Pouvez-vous relever et recopier chaque ligne des enregistrements ci-dessous qui contient le mot « jersey » ?

Données brutes

━━━━━━━━━━━━━━━━━━━━━━━━━━━━━━

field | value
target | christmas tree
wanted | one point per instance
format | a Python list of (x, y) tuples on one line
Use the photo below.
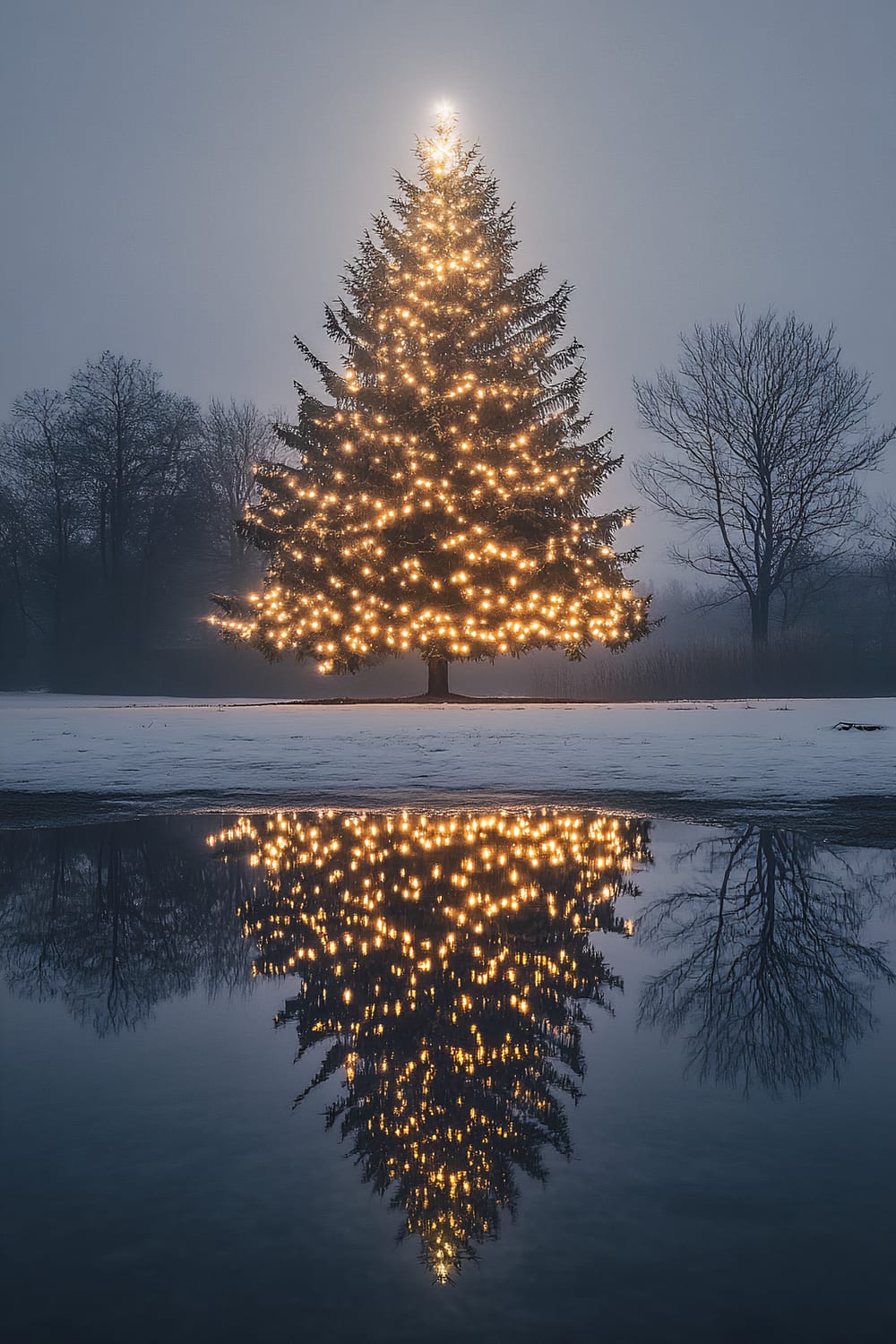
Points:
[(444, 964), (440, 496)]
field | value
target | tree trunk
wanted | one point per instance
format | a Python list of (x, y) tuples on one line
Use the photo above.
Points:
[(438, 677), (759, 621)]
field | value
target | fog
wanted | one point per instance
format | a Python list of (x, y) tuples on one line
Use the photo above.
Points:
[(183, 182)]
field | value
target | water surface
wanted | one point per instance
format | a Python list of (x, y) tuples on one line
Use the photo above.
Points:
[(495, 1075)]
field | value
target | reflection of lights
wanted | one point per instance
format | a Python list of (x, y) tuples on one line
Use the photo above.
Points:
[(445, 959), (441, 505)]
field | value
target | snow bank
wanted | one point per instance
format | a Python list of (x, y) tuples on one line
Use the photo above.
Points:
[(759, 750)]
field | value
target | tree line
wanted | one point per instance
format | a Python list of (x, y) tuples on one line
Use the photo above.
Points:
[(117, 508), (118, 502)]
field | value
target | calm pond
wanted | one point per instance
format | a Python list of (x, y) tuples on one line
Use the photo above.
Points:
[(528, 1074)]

━━━━━━━━━━━━━━━━━━━━━━━━━━━━━━

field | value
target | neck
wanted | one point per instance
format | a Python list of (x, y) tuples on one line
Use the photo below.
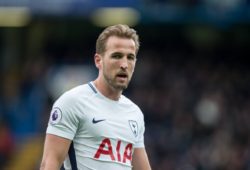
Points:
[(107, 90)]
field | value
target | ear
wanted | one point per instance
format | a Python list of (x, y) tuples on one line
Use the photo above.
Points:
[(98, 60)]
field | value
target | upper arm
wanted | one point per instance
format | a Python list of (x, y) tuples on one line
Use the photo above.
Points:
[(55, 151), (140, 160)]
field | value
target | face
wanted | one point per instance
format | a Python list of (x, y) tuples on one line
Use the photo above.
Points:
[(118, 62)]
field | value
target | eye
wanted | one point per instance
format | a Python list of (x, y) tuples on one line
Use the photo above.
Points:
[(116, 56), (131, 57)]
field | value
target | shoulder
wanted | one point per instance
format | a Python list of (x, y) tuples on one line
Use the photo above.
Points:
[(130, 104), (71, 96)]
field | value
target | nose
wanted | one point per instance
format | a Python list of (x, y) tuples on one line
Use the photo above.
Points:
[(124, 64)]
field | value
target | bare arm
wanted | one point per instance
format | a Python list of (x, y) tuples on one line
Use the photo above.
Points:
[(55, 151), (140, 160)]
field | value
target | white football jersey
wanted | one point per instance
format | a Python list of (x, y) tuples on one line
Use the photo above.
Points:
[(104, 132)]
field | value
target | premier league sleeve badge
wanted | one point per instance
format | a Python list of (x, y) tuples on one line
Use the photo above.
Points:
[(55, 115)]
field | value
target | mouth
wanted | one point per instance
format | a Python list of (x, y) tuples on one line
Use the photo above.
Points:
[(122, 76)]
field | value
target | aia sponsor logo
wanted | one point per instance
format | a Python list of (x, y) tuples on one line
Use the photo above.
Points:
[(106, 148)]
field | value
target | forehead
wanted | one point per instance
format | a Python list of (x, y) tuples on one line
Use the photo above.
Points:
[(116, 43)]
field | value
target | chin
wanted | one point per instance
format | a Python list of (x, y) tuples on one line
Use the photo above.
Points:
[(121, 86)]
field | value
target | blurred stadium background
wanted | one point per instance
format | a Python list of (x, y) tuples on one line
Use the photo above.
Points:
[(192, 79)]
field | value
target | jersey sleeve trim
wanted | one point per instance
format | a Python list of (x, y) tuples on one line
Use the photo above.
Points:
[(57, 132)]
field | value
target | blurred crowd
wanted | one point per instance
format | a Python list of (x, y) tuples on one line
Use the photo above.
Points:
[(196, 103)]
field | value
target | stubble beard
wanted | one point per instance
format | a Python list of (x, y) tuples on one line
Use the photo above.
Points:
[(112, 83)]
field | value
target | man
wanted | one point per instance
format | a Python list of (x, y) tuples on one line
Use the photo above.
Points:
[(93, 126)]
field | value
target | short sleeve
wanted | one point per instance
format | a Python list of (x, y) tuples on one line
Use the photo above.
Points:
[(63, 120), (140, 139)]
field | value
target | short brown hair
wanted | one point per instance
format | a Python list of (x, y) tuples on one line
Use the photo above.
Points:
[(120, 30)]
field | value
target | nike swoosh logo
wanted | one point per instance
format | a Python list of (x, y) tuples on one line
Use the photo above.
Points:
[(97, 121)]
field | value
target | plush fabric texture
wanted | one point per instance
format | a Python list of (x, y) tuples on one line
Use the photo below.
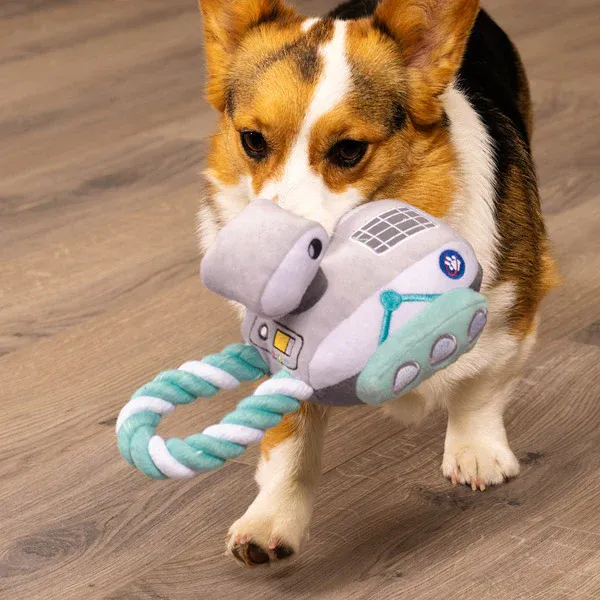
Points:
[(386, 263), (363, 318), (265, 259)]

━━━━━━━━━━━━━━━━━━━━━━━━━━━━━━

Résultat attendu
target | white football jersey
target | jersey sleeve trim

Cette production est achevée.